- Rob Mallernee has worked with ultra-high-net-worth families for more than 30 years.
- He said the richest families tend to maintain their wealth with four habits.
- Instilling purpose in the next generation and being frugal are key to preserving wealth, he said.
This as-told-to essay is based on a conversation with Rob Mallernee, 50, who is the CEO of a wealth management software company. He is based in North Carolina. Business Insider has verified his employment. This piece has been edited for length and clarity.
A single brilliant decision might create wealth. But the best way to keep your wealth for 100 years is not one brilliant decision, but hundreds of good decisions over many years.
After more than 30 years working with ultra-high-net-worth families — including most recently as CEO of Eton Solutions — I've seen this pattern firsthand.
The most successful families tend to share these four habits.
Creating the right family culture
The most successful families instil a sense of purpose in the next generations. They foster an environment where the children and grandchildren don't feel entitled, but are motivated to make their own way and add value to the world.
In these families, the subsequent generations don't see the wealth as their own, but as something they steward for the future.
Almost all of our clients do a really great job with that. I'm often amazed at how successful the second and third generations are in building their own careers and achieving something in their lives, despite not needing to because they already have more than enough money.
Treating tax planning as an ongoing process
The second biggest thing these families do to maintain their wealth is being very intentional and thoughtful about expenses and costs.
Typically, one of the highest costs in these situations is taxes, and how you invest your money can be either incredibly tax-efficient or incredibly tax-inefficient.
For example, you could buy an equity fund where the manager is buying and selling all the time. You'd expect a significant proportion of short-term capital gains to be taxed each year, reducing the client's net return.
An alternative is a tax-loss harvesting strategy, where you buy a basket of stocks rather than a mutual fund and sell positions at a loss to offset gains elsewhere. The gross return expectation is the same, but the after-tax returns are significantly higher.

··········

**Objective 1**
Pull out each line of the entries below that contains the word "interior".

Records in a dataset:
··········

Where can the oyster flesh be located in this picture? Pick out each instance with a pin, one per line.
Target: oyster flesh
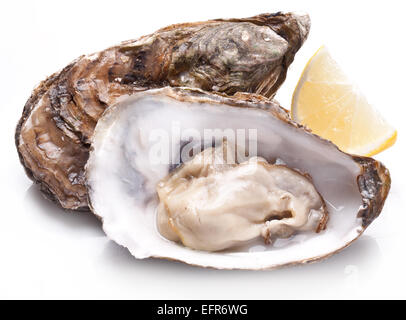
(55, 130)
(156, 196)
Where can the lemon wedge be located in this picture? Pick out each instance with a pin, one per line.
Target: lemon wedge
(330, 105)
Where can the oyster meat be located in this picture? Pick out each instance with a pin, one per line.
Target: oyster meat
(55, 130)
(162, 189)
(214, 203)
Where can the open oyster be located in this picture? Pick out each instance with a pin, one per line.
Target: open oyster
(58, 120)
(155, 196)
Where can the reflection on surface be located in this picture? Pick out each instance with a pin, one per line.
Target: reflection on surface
(50, 210)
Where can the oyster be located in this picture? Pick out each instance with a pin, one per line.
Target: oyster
(132, 179)
(55, 130)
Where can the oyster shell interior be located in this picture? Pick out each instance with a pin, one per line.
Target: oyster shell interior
(122, 179)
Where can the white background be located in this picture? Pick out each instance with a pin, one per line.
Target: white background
(46, 252)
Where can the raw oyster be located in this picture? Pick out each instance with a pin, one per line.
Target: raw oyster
(58, 120)
(125, 167)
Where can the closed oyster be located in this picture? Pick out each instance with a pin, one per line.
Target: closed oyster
(228, 56)
(153, 200)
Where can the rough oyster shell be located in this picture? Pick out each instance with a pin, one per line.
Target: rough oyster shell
(58, 120)
(121, 178)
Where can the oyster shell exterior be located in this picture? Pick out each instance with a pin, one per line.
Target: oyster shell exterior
(353, 188)
(55, 130)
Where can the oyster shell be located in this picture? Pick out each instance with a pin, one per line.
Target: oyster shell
(54, 132)
(122, 179)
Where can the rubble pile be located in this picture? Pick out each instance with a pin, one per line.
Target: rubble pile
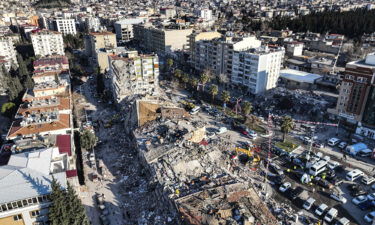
(281, 101)
(196, 175)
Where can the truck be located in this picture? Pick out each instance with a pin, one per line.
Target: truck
(356, 148)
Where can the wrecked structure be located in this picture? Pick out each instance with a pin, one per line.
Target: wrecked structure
(133, 75)
(196, 175)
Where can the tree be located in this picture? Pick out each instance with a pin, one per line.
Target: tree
(8, 109)
(286, 126)
(177, 73)
(88, 140)
(169, 63)
(214, 90)
(204, 78)
(247, 108)
(225, 96)
(66, 208)
(185, 78)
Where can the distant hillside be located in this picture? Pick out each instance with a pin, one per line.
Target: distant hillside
(52, 3)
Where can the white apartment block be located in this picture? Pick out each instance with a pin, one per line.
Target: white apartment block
(133, 75)
(257, 69)
(65, 26)
(8, 52)
(216, 54)
(47, 42)
(124, 28)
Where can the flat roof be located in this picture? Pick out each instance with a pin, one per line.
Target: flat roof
(299, 76)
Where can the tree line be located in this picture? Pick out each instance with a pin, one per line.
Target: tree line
(352, 24)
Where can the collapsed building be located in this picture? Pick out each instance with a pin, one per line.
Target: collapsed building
(195, 174)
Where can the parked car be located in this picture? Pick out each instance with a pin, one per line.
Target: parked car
(343, 221)
(331, 214)
(295, 192)
(321, 209)
(356, 190)
(338, 197)
(333, 141)
(285, 186)
(367, 180)
(369, 204)
(369, 217)
(342, 145)
(359, 199)
(371, 196)
(308, 203)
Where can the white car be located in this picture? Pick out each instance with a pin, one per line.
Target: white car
(342, 145)
(359, 199)
(371, 196)
(338, 198)
(320, 210)
(367, 180)
(369, 217)
(285, 186)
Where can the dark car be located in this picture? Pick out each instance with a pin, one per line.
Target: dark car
(293, 194)
(367, 205)
(356, 190)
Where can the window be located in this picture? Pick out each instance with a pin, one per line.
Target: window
(17, 217)
(34, 213)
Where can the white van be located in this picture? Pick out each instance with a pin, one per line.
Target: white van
(354, 174)
(309, 202)
(333, 141)
(318, 167)
(331, 214)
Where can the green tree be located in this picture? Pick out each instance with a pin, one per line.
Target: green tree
(225, 96)
(177, 73)
(193, 82)
(185, 78)
(247, 108)
(169, 63)
(204, 78)
(286, 126)
(88, 140)
(66, 208)
(214, 90)
(8, 109)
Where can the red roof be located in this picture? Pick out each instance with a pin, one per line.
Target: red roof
(64, 144)
(71, 173)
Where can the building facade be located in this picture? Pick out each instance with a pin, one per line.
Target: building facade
(356, 102)
(47, 43)
(133, 75)
(124, 28)
(161, 40)
(257, 69)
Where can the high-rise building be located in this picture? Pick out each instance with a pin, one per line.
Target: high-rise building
(8, 51)
(356, 101)
(133, 74)
(216, 54)
(65, 26)
(161, 40)
(257, 69)
(124, 28)
(46, 42)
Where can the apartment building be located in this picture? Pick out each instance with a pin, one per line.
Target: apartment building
(46, 42)
(257, 69)
(356, 102)
(8, 51)
(133, 75)
(98, 40)
(124, 28)
(64, 26)
(216, 54)
(161, 40)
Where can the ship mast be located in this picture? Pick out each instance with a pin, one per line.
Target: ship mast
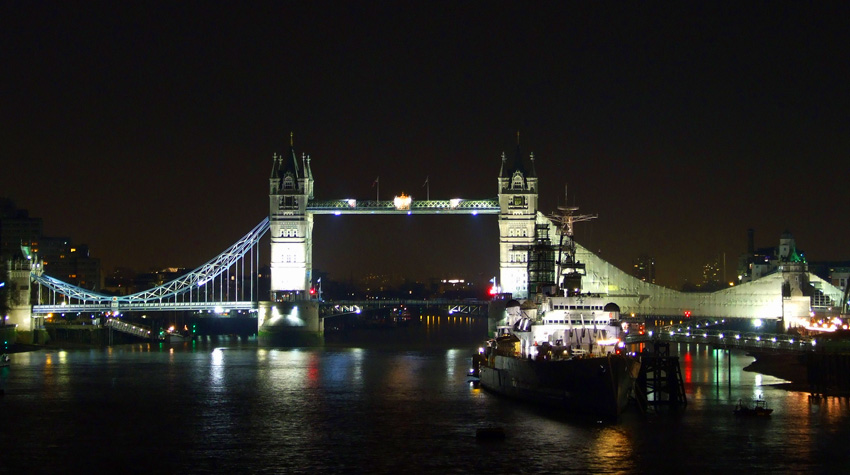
(568, 270)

··········

**Objective 2**
Proceed with the essay on how the richest families preserve their wealth, carrying it on from its last sentence.

**Exercise output 1**
Where can the oyster shell interior be located in this picture? Pick out each instance with a pin, one per line.
Target: oyster shell interior

**Exercise output 2**
These wealthy families spend a lot of time hiring people to ensure they're not making tax-inefficient decisions. They don't treat tax planning as a one-time exercise but as an ongoing process that considers every financial decision from all perspectives.
Investing long-term
Another common behavior is buying and holding core assets for long periods to reduce taxes and transaction costs.
For example, if they bought a house in Aspen and held onto it for decades, the asset's appreciation is likely to be significant and outweigh the cost of maintaining it over time.
The same principle applies to financial assets. Ultra-high-net-worth individuals with well-planned equity portfolios almost never pay taxes on them because they buy and hold.
If, for example, they need $1 million to buy real estate, they won't sell investments and incur taxes. Instead, they'll borrow against their portfolio or take out a mortgage. Very wealthy people tend to avoid paying cash for their homes because it's not the smartest way to do it.
Being frugal
You may be surprised, but ultra-high-net-worth individuals can be very frugal. While most people assume that they wouldn't worry about the nitty-gritty stuff if they had that much money, I think one way people retain their wealth is by being very frugal and paying attention to costs.
Sometimes that can go to extremes. I could give you several examples of people worth over $100 million asking one of their advisors to look into a cost worth less than $10.
The right way to approach things is to be consistently intentional about all your financial decisions, and it's how wealthy families stay wealthy.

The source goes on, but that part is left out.